§ **WRITTEN TASK**
Count the lines in the items that contain the string "rear" and give only that number.

§ **Pointing items**
= = = = =
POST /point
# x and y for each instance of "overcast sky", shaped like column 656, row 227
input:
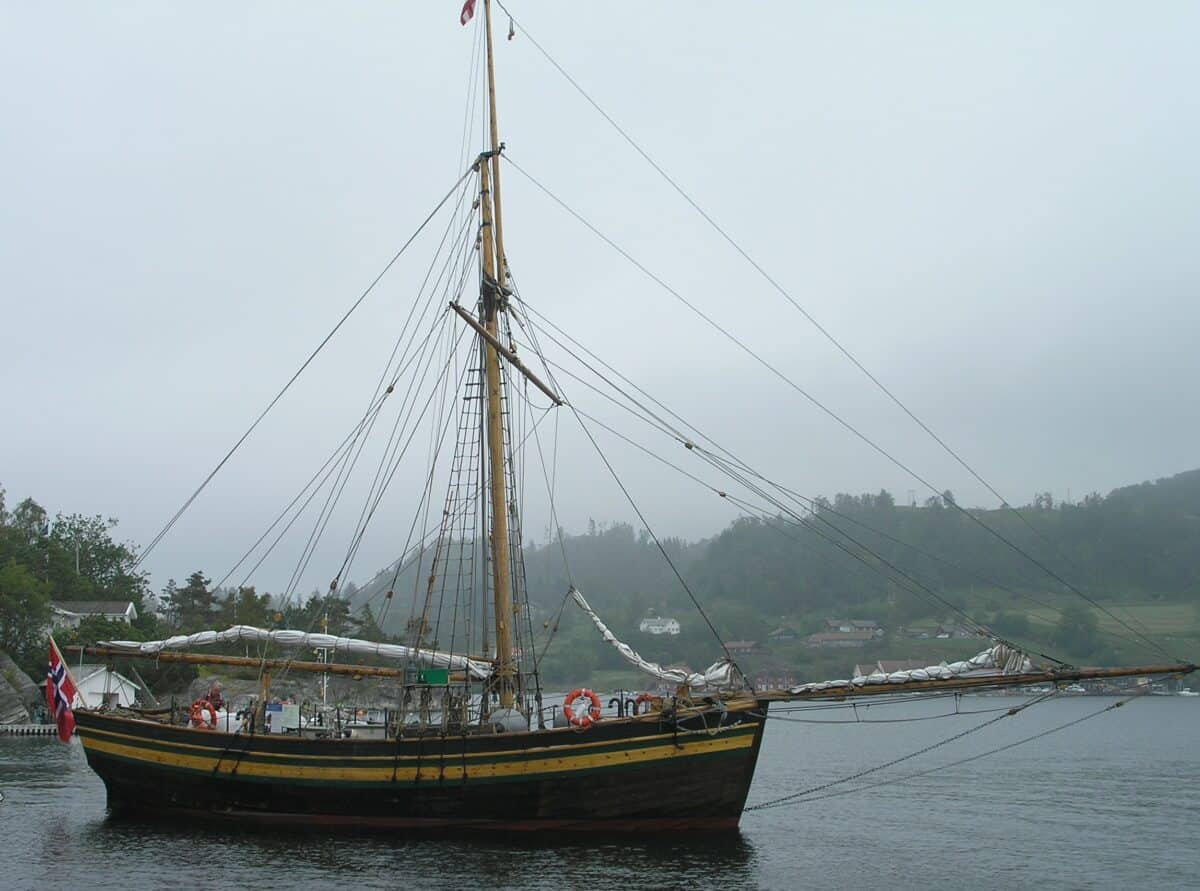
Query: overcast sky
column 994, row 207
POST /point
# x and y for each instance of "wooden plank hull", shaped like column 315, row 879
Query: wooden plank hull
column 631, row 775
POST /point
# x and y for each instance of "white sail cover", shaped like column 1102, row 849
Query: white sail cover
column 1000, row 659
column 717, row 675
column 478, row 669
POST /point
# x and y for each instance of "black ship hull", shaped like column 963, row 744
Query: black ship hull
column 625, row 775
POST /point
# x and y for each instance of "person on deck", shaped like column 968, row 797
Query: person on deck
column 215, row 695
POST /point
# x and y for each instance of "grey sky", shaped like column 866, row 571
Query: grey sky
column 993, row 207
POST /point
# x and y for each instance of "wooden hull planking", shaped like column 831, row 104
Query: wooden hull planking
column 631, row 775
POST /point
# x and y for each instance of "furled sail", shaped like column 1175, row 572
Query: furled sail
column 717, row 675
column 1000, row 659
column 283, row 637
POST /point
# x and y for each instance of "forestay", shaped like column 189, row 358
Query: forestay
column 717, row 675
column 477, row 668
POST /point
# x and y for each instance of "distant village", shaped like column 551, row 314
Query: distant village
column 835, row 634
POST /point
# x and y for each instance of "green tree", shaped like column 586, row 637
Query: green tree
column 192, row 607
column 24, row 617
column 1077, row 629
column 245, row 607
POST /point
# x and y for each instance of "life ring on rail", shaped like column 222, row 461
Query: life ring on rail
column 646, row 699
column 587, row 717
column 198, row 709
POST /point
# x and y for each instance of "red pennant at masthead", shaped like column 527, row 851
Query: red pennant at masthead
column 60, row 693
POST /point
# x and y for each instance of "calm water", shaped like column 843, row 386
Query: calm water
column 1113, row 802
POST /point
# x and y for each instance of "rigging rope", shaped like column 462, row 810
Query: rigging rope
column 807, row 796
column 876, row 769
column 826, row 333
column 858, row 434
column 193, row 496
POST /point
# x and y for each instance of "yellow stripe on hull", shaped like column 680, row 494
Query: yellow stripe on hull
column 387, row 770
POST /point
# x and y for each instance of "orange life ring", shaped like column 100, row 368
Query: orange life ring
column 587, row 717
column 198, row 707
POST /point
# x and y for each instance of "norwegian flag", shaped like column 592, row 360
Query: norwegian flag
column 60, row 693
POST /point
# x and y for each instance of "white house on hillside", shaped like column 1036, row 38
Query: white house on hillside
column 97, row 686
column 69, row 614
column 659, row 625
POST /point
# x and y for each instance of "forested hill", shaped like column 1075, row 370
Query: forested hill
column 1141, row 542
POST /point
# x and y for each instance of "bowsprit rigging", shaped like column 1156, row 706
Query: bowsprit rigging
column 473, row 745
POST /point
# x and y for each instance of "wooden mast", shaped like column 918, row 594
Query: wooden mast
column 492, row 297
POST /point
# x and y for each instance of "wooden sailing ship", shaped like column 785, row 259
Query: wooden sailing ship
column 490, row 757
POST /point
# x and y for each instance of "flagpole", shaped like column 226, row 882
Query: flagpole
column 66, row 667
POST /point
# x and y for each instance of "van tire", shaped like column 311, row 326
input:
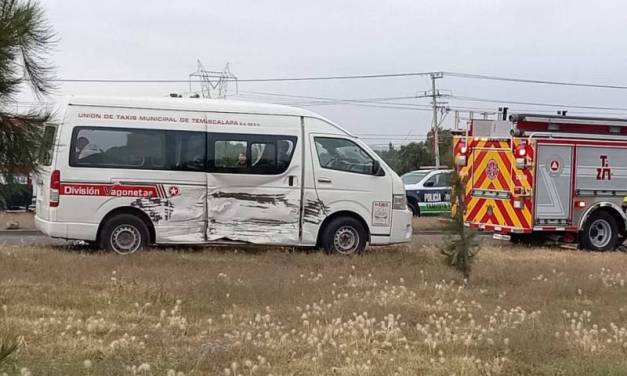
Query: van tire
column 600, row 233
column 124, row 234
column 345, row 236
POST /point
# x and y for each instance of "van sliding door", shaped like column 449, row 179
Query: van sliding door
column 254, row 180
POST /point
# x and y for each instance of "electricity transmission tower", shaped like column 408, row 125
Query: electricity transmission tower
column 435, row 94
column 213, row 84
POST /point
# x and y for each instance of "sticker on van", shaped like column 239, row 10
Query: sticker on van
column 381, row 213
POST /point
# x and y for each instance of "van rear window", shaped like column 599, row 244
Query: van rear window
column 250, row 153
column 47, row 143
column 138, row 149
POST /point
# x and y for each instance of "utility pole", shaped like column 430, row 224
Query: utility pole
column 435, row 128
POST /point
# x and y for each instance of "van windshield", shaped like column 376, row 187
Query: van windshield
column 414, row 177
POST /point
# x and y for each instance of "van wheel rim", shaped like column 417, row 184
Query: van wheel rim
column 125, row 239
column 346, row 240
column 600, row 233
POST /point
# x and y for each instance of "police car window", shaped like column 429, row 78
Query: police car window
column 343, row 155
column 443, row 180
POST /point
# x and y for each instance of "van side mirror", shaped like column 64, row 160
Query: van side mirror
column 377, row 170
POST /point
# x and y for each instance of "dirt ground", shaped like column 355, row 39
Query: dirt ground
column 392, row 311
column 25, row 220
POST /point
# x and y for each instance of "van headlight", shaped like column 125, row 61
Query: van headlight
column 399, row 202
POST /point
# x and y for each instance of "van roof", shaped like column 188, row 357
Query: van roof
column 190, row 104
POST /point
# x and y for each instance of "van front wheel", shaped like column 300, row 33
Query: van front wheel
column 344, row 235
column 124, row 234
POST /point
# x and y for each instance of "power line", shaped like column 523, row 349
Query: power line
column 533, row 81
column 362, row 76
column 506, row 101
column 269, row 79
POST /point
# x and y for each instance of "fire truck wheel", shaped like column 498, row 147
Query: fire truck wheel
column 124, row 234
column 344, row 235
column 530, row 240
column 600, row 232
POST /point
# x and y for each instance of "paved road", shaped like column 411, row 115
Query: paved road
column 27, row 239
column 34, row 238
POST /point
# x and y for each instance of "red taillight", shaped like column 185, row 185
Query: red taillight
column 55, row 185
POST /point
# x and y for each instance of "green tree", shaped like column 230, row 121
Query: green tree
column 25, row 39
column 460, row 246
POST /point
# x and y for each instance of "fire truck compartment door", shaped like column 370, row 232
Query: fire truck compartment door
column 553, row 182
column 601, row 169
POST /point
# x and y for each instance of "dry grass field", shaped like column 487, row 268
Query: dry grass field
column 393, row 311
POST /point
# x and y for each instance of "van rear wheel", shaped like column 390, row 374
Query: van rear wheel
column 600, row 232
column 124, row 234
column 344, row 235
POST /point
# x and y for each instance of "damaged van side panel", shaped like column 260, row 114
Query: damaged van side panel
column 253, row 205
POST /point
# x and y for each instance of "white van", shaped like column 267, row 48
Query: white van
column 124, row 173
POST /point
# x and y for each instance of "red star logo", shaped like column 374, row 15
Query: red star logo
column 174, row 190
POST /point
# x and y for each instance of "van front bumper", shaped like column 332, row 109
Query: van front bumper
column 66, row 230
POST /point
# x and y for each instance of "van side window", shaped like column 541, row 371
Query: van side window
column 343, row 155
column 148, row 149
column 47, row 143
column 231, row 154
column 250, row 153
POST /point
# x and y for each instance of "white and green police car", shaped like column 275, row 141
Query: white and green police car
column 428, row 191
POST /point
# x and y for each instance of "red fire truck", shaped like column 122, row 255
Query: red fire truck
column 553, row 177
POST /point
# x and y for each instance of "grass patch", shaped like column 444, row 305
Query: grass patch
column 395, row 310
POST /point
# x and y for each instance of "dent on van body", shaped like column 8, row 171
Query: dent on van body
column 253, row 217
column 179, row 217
= = = = =
§ **COMPLETED EXERCISE**
4